- [PROMPT] Write out the following records word for word, leaving out the pictures.

────

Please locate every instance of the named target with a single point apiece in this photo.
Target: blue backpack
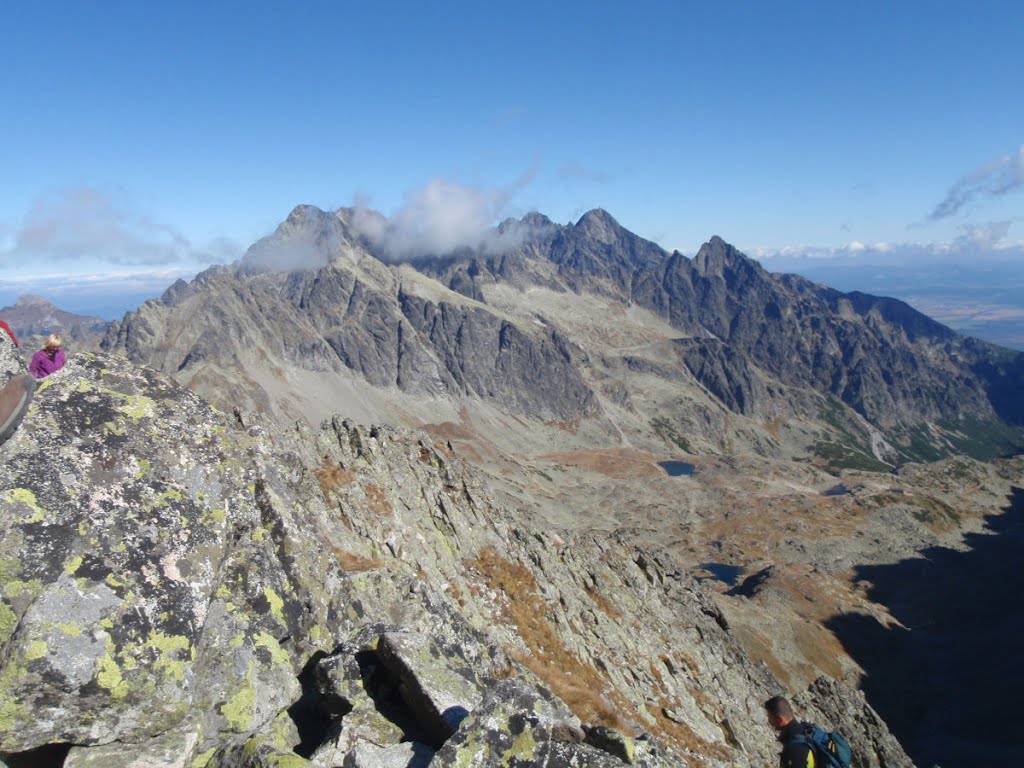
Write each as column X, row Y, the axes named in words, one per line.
column 830, row 750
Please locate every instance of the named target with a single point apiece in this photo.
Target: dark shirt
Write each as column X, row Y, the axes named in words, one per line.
column 795, row 754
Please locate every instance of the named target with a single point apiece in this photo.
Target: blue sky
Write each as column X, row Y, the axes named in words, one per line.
column 144, row 140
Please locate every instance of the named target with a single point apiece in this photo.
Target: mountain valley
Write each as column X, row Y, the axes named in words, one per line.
column 828, row 435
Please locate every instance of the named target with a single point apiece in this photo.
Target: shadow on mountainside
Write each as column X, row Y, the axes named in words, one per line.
column 949, row 684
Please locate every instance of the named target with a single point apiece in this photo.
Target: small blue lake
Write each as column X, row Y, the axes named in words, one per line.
column 723, row 572
column 677, row 469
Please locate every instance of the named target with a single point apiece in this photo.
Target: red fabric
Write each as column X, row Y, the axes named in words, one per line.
column 10, row 333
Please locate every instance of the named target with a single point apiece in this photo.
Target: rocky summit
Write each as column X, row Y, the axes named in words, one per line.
column 182, row 588
column 585, row 323
column 615, row 499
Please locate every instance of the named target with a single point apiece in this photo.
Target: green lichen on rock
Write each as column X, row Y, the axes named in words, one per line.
column 26, row 498
column 36, row 649
column 169, row 649
column 239, row 710
column 278, row 654
column 109, row 676
column 136, row 406
column 276, row 604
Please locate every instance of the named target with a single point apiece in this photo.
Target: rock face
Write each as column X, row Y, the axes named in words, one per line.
column 879, row 382
column 180, row 588
column 33, row 317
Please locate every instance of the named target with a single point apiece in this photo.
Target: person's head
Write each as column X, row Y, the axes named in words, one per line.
column 779, row 713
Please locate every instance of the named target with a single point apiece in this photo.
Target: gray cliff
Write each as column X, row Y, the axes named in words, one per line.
column 181, row 588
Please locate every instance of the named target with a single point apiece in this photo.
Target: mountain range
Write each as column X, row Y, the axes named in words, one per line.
column 559, row 322
column 778, row 451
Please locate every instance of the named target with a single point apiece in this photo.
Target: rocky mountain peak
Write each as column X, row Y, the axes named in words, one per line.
column 716, row 255
column 183, row 588
column 598, row 224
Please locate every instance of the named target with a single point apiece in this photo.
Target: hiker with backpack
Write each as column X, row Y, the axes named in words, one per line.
column 805, row 744
column 48, row 359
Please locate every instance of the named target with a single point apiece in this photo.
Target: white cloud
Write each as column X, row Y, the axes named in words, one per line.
column 89, row 225
column 986, row 242
column 439, row 217
column 998, row 177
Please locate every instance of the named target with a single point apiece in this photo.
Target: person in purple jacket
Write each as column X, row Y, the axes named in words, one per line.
column 49, row 358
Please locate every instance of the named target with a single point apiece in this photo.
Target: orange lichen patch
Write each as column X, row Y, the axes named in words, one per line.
column 332, row 477
column 450, row 430
column 353, row 563
column 588, row 694
column 620, row 463
column 377, row 499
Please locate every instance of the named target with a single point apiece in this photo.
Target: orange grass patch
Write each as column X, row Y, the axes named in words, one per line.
column 581, row 686
column 620, row 463
column 332, row 477
column 377, row 499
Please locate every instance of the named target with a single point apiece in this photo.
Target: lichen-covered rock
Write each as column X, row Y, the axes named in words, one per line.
column 171, row 750
column 168, row 576
column 406, row 755
column 11, row 360
column 516, row 725
column 439, row 690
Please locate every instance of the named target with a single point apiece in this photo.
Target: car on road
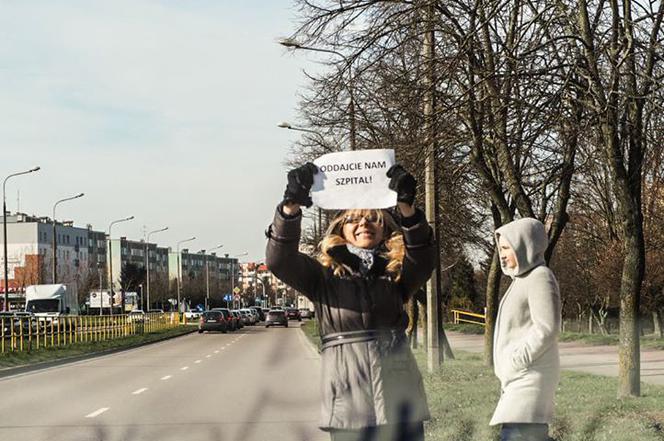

────

- [RESPONSE BELOW]
Please locate every instance of the named target with a single point apiece in this photo.
Target: blue backpack
Write each as column X, row Y, the axes named in words, one per line.
column 830, row 750
Please locate every instance of the named target with a single point apiece in this photo.
Target: dark shirt
Write each as column X, row Y, the axes named in words, one per line.
column 795, row 754
Please locate every instance of the named target with a single point apiece in this photo.
Target: blue sky
Write each as column X, row Y, the axes named in words, one per line.
column 144, row 140
Please locate every instance of the named target with a single point apiece in this photo.
Target: mountain valley
Write each as column X, row Y, the axes named in words, one per line.
column 828, row 435
Please locate every instance of the named target with a single point apiece in this photo.
Target: shadow on mountainside
Write each as column X, row Y, the axes named in words, one per line.
column 949, row 684
Please locate every instance of the named target with a single point apiece in this photo.
Target: small blue lake
Write each as column X, row Y, the axes named in words, one per line.
column 723, row 572
column 677, row 469
Please locate every instance of the named target with a single point apiece in this photo.
Target: red fabric
Write each as column X, row Y, the axes named in words, one per line.
column 10, row 333
Please locate every instance of the named target with a single point apiece in this photo.
Target: rocky summit
Write each as column X, row Y, the axes named in words, one per line.
column 182, row 588
column 585, row 323
column 615, row 499
Please locate every instance of the named target with a single point apiece in this photo.
Target: green lichen on rock
Write each as column X, row Y, the axes named in words, one per line.
column 26, row 498
column 36, row 649
column 169, row 649
column 239, row 710
column 278, row 654
column 109, row 676
column 136, row 406
column 276, row 604
Please locate every instance of the named target with a single point apiece in this photo.
Target: rock face
Write each as column X, row Y, the axes named in words, one per line.
column 879, row 382
column 180, row 588
column 33, row 317
Please locate every instance of the named target with a single point apiece in this photo.
Target: person's head
Write each as column X, row Y, the axes named in words, one per line.
column 779, row 713
Please locate every instance of the named target with a single point apiece in this photo.
Target: gray cliff
Write each as column X, row Y, the axes named in words, one per line.
column 181, row 588
Please locate every instance of the named target with a single point apiece in this photo.
Target: mountain range
Write each as column X, row Y, the axes named in words, one per line.
column 559, row 322
column 778, row 451
Please locate every instance of the named target with a single point apiece in this photo.
Target: rocky mountain peak
Write each as column X, row Y, the axes named in words, one per line.
column 716, row 255
column 183, row 588
column 598, row 224
Please locate every instance of the named target with a single point apiece in this photo.
Target: hiker with backpack
Write each as column X, row Y, the axes named in words, one per line.
column 805, row 744
column 48, row 359
Please locate every instance of the named target with a single point apiece in this photo.
Target: white cloud
Write each as column X, row Y, the axes named in words, one per line.
column 89, row 225
column 986, row 242
column 439, row 217
column 998, row 177
Please locate every instance of the named target with a single point apiece in this photo.
Target: person in purple jacket
Write each as column X, row Y, the axes named in words, one per line.
column 49, row 358
Please locate every instance of the named target with a single point apiece in this photo.
Target: orange lichen patch
Write each as column X, row Y, the axes named in words, one per line.
column 332, row 477
column 450, row 430
column 353, row 563
column 588, row 694
column 620, row 463
column 377, row 499
Please locate every instance of the named target with a single point apiece in this photo.
Target: orange grass patch
Write each as column X, row Y, the axes named in words, one per line.
column 581, row 686
column 620, row 463
column 332, row 477
column 377, row 499
Please locate every instance of the named target with a single point apiece in this photo.
Target: lichen-covered rock
Write each as column X, row Y, the axes named in words, one per line.
column 171, row 750
column 168, row 576
column 406, row 755
column 11, row 360
column 516, row 725
column 439, row 690
Please locate every instance of the named target with a single point apiece in this photo.
Target: car on road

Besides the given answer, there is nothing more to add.